TEXT BLOCK START

Refusing to cover a costly behavioral therapy because the care provider lacks a state license violates California law, a Los Angeles County judge finds.
A tactic used by insurance companies to deny expensive behavioral therapy
to autistic children has been deemed illegal by a Los Angeles judge.
In
a preliminary ruling, Los Angeles County Superior Court Judge James C.
Chalfant found that Kaiser Permanente’s refusal to pay for a child’s
autism treatment because the provider was not licensed by the state
runs counter to California’s Mental Health Parity Act. That act
requires insurers to cover care for mental and behavioral problems at
the same levels they do for physical illnesses.
“A refusal to
pay for… services based on the fact that the provider is not
licensed is inconsistent with the intent of parity,” Chalfant wrote in
his Oct. 20 ruling.
It’s the latest development in a
long-running battle by parents nationwide to require insurers to pay
for treatment of their autistic children. One of the most promising —
and expensive — treatments is known as applied behavioral analysis.
Therapists break down tasks such as feeding and dressing into tiny
steps, then teach their autistic patients to master them through
repeated drilling and rewards.
The ruling came as part of a
lawsuit filed by Consumer Watchdog, a Santa Monica advocacy
organization, against the California Department of Managed Health Care
to require the agency to side with consumers when insurers refuse to
pay for the autism therapy. The ruling clears the way for a trial to
determine whether the department, which is responsible for regulating
health plans, is doing enough to require insurers to cover such
treatment.
A spokeswoman for the department said the ruling would not change the way it handled disputes over autism therapy.
“This first procedural ruling has provided nothing conclusive other
than offering a road map on where the [department] must concentrate our
legal arguments as we proceed to trial,” spokeswoman Lynne Randolph
said Monday. “Any other conclusion on what may become future rulings is
premature.”

TEXT BLOCK END

### TASKS FOR THIS EXERCISE:
A - According to the article on the autism therapy ruling, which California law did Judge Chalfant find Kaiser Permanente's refusal to pay runs counter to?
B - Carry the article on the autism therapy ruling forward from its last sentence.

EXTRACTED ENTRIES START

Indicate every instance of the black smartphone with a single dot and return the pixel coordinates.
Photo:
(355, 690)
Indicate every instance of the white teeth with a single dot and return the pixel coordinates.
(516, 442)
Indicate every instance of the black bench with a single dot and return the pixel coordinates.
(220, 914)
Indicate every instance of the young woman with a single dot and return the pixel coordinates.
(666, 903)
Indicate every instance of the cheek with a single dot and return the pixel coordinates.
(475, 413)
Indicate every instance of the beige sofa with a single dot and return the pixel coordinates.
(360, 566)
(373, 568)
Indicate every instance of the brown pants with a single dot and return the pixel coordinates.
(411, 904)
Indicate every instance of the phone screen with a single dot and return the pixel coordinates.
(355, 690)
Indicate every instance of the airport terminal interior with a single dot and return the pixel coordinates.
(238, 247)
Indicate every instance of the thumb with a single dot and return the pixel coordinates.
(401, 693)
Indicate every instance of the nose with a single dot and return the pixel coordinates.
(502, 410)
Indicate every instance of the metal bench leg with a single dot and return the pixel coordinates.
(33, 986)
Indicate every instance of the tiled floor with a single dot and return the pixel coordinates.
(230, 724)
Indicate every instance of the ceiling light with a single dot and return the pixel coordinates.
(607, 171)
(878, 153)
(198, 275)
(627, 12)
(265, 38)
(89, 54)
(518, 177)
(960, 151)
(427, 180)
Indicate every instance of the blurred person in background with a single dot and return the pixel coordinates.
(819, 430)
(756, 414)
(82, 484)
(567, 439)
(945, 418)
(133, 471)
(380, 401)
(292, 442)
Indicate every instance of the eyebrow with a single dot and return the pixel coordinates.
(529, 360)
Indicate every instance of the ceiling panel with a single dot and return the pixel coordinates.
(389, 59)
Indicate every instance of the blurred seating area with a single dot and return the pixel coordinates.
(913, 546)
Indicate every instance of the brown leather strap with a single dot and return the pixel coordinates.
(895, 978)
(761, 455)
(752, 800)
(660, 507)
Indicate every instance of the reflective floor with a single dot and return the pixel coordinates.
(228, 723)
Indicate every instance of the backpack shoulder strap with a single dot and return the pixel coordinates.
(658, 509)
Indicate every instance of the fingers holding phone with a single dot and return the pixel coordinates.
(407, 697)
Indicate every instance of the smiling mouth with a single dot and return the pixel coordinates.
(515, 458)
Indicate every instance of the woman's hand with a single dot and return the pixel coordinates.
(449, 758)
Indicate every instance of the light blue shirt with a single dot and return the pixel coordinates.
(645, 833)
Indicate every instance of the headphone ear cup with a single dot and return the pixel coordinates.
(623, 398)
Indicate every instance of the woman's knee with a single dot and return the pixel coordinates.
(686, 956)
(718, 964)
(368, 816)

EXTRACTED ENTRIES END

### ANSWERS IN ORDER:
A - California's Mental Health Parity Act.

B -
Still, the two main findings in the 11-page ruling went squarely against the agency.
The first was on the question of whether insurers could refuse coverage
for autism therapy because the providers were unlicensed. Most autism
therapists are certified through a national program but do not hold
state licenses.
The department argued that state law requires
medical services to be provided only by licensed professionals. But the
court said that would allow private insurers to avoid paying for autism
therapy at all, shifting the burden to state-run treatment centers.
The
second finding involved a March 9 memo the department wrote to insurers
giving them guidance on when and how it would consider autism therapy a
service they must cover. The suit alleges that the memo amounts to an
“underground regulation,” a rule adopted by a government agency without
proper public notice or hearing.
The court agreed, describing the memo as “the very essence of a regulation.”
Fred Woocher, a lawyer for the group that brought the suit, said that
the ruling was a warning to insurers that a therapist’s lack of a
license was not an excuse to deny coverage. He said it also sent a
strong message to the Department of Managed Health Care to stop
allowing insurers to get away with it.
“Hopefully now the
health plans will know they can’t deny on those grounds,” Woocher said.
“We would hope that the word would get out that anybody who has been
denied on these grounds can resubmit their claims.”
But the
California Assn. of Health Plans, a trade group monitoring the suit,
said that it might not make sense for parents of autistic children to
resubmit claims until the case was finally resolved.
“Because no
final ruling has been made, it would be most appropriate for health
plans to follow the guidance provided by their state regulator,” said
Nicole Kasabian Evans, a spokeswoman for the group.
Consumer
Watchdog President Jamie Court said the ruling was reason enough for
Gov. Arnold Schwarzenegger to order the department to stop fighting the
suit and start ordering insurers to provide the treatment to their
autistic members.
“For an administration that is so involved
with the Special Olympics to not understand the harm it’s causing every
day that an autistic child doesn’t get the care they need, is not only
legally inexcusable, but morally reprehensible,” Court said.